• _TASK REQUIREMENTS_
Please return the excerpt on casino hotels broadening their revenue, in full and word for word.
-- Start TEXT EXTRACT --
Like its Las Vegas counterparts, it has developed a diversified revenue
base that is making it a destination resort rather than merely a casino
with hotel rooms.
“People do not just see Mohegan Sun as a casino. Four of our
29 stores are among their chains’ sales leaders in New England,” says
Mark Brown, chairman of the Mohegan tribe. “Some are the sales
leaders for the United States. We thought the retail
component would complement our other offerings, but it has taken on
a life of its own.”
This level of diversification is remaking the
casino hotel business model. MGM MIRAGE, whose Treasure Island in
Las Vegas was the first hotel designed to derive revenues on a 50/50
basis from casino and non-casino sources, continues to push its restaurant,
hotel and entertainment to broaden its profit base. “There is still a lot of room for evolution
on the food and beverage side, whether with star chefs or top name restaurants,” says
Alan Feldman, MGM MIRAGE’s senior vice president, public affairs. “Retail
space was nothing 10 years ago. Now, if a retailer is
not in Las Vegas, it is not even on the map. Part of what makes Las
Vegas so successful is its willingness to change and be flexible.”
Flexibility will be necessary to survive in the near term. Jason Ader,
senior managing director and gaming analyst, Bear Stearns, New York,
forecasts a flat 2003. A rebound in travel should send ADRs up 5% in
2004. However, most casino hotels are not waiting for the sunshine.
-- End TEXT EXTRACT --
-- Start SUPPLIED RECORDS --
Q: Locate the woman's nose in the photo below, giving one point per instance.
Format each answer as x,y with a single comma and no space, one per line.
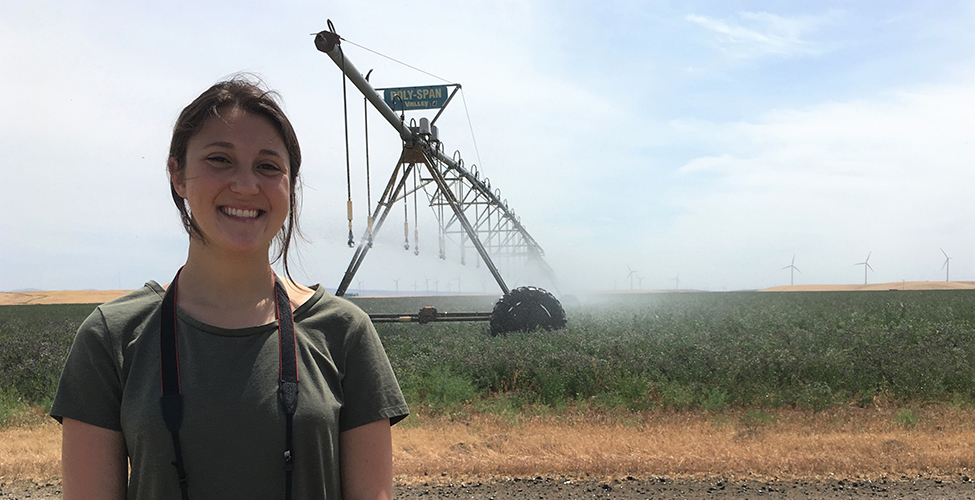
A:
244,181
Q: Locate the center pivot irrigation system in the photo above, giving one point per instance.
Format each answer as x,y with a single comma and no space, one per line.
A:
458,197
-- End SUPPLIED RECORDS --
-- Start SUPPLIED RECORDS --
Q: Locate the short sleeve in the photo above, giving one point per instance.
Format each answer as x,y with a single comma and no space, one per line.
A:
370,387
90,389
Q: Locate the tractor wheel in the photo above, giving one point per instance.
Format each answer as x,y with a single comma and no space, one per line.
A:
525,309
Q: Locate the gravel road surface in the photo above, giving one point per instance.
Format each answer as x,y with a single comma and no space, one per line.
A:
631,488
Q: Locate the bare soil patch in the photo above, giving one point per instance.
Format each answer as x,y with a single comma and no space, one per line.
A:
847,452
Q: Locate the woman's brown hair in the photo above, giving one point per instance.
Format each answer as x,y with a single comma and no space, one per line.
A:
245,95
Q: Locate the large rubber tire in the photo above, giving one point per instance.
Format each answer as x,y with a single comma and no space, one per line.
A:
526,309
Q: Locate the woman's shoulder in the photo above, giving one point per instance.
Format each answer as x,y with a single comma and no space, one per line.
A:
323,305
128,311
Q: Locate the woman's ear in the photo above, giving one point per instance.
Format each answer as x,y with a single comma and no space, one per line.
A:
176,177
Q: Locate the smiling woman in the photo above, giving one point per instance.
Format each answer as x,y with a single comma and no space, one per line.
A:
-- End SUPPLIED RECORDS --
-- Start SUPPLIED RECORDS --
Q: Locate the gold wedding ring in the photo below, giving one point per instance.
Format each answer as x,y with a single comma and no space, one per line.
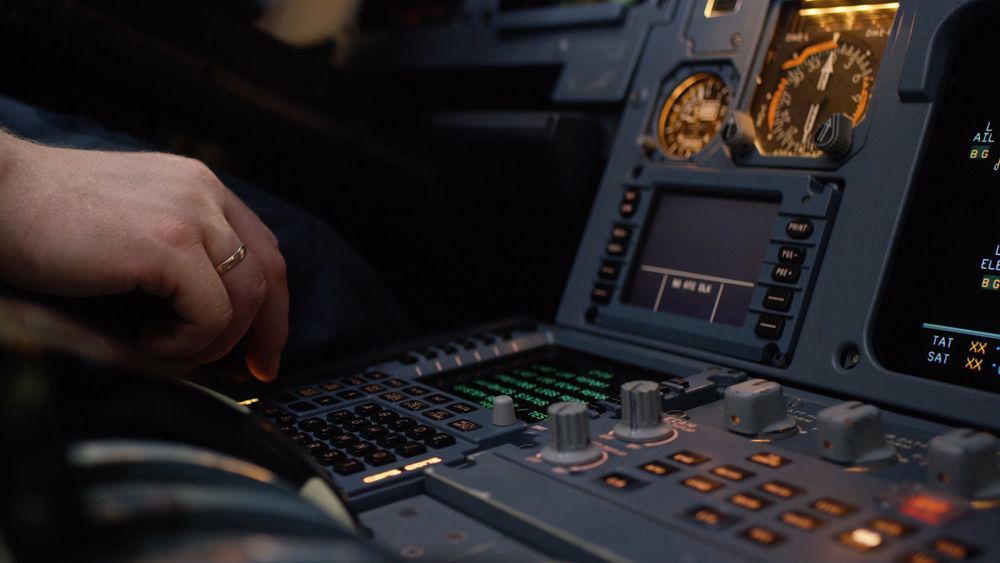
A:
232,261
-- End SUPPLIED RECORDS --
• _FINAL RESULT_
Like its Las Vegas counterparts, it has developed a diversified revenue
base that is making it a destination resort rather than merely a casino
with hotel rooms.
“People do not just see Mohegan Sun as a casino. Four of our
29 stores are among their chains’ sales leaders in New England,” says
Mark Brown, chairman of the Mohegan tribe. “Some are the sales
leaders for the United States. We thought the retail
component would complement our other offerings, but it has taken on
a life of its own.”
This level of diversification is remaking the
casino hotel business model. MGM MIRAGE, whose Treasure Island in
Las Vegas was the first hotel designed to derive revenues on a 50/50
basis from casino and non-casino sources, continues to push its restaurant,
hotel and entertainment to broaden its profit base. “There is still a lot of room for evolution
on the food and beverage side, whether with star chefs or top name restaurants,” says
Alan Feldman, MGM MIRAGE’s senior vice president, public affairs. “Retail
space was nothing 10 years ago. Now, if a retailer is
not in Las Vegas, it is not even on the map. Part of what makes Las
Vegas so successful is its willingness to change and be flexible.”
Flexibility will be necessary to survive in the near term. Jason Ader,
senior managing director and gaming analyst, Bear Stearns, New York,
forecasts a flat 2003. A rebound in travel should send ADRs up 5% in
2004. However, most casino hotels are not waiting for the sunshine.